** TASK DATA **
((
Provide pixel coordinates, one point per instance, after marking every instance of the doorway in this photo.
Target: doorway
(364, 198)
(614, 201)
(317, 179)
))
** WHAT IS EXPECTED **
Your task is to reproduce the records in full, without any alteration.

** YOUR RESPONSE **
Provide pixel coordinates, one point per instance, after marking every instance of the doorway in this photo.
Target: doorway
(364, 198)
(614, 201)
(317, 179)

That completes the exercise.